**What to produce:** The listing below is to be reproduced in full, exactly as given.

**Provided entries:**
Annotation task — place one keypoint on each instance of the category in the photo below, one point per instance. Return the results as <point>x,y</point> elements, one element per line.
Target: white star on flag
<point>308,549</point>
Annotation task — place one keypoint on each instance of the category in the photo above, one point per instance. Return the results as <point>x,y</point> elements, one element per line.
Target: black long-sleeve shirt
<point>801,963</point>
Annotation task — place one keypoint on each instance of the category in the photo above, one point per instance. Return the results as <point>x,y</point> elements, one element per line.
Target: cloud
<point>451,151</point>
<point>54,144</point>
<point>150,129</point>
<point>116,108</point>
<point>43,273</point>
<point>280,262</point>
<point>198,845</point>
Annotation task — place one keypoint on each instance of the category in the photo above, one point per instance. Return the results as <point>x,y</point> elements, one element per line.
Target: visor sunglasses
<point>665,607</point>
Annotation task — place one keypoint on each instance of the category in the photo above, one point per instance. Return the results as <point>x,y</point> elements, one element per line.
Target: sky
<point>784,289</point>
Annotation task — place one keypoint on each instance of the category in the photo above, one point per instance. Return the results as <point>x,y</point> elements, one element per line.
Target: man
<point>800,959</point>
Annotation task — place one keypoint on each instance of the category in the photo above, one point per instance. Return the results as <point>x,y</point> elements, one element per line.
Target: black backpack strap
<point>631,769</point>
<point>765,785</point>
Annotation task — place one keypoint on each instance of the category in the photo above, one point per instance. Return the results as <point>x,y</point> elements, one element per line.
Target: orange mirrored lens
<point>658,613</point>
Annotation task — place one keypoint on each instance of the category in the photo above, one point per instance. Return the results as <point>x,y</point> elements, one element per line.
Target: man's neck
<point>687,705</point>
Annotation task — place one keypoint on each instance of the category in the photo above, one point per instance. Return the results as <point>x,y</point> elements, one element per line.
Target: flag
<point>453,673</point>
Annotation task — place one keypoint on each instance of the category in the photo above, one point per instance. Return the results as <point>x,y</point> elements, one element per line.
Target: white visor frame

**Completed exercise:**
Annotation task — place one keypoint on each instance of the category in the photo below, one point per instance. Return the results as <point>x,y</point> elements, one element per line.
Target: white star on flag
<point>308,549</point>
Annotation task — place one keypoint on each instance of the category in the photo above, one point per instance. Return the results as <point>x,y</point> elements, one element per line.
Target: black long-sleeve shirt
<point>801,963</point>
Annotation task — place one keypoint on each instance of the category in the photo above, one point per instance. Return the results as <point>x,y</point> elements, one element per line.
Target: cloud
<point>451,151</point>
<point>54,144</point>
<point>150,129</point>
<point>116,108</point>
<point>43,273</point>
<point>280,262</point>
<point>198,845</point>
Annotation task — place one keypoint on each instance of the category in the photo above, one point per instance. Return the results as <point>x,y</point> elements, one element per line.
Target: visor sunglasses
<point>665,607</point>
Annotation task — place one keypoint on each instance of the category in the photo above, one point per instance. Return the results as <point>x,y</point> elements, one element per line.
Target: sky
<point>784,289</point>
Annotation task — place one keypoint on each instance of the category in the photo above, one point per instance. Return the results as <point>x,y</point> elements, one element per line.
Target: man
<point>800,959</point>
Annotation task — place one keypoint on each instance of the category in the photo above, one point per instance. Return the results as <point>x,y</point> elements, one element per line.
Target: black backpack strap
<point>631,769</point>
<point>765,785</point>
Annotation task — place one keypoint on each instance of the category in the photo above, one point per instance. Return the results as <point>x,y</point> elements, one element per line.
Target: orange mirrored lens
<point>658,613</point>
Annotation task — place one keypoint on each instance of the category in the photo above, one point per instance. Return the results as <point>x,y</point> elements, one element per line.
Target: man's neck
<point>687,705</point>
Annotation task — place one keypoint on each instance of the category in the photo above, one point per instance. Return the results as <point>x,y</point> elements, one element per line.
Target: flag
<point>453,673</point>
Annotation task — place one keypoint on each instance of the category in the photo above, one point per instance. Return the results as <point>x,y</point> elements, one element per line.
Target: white visor frame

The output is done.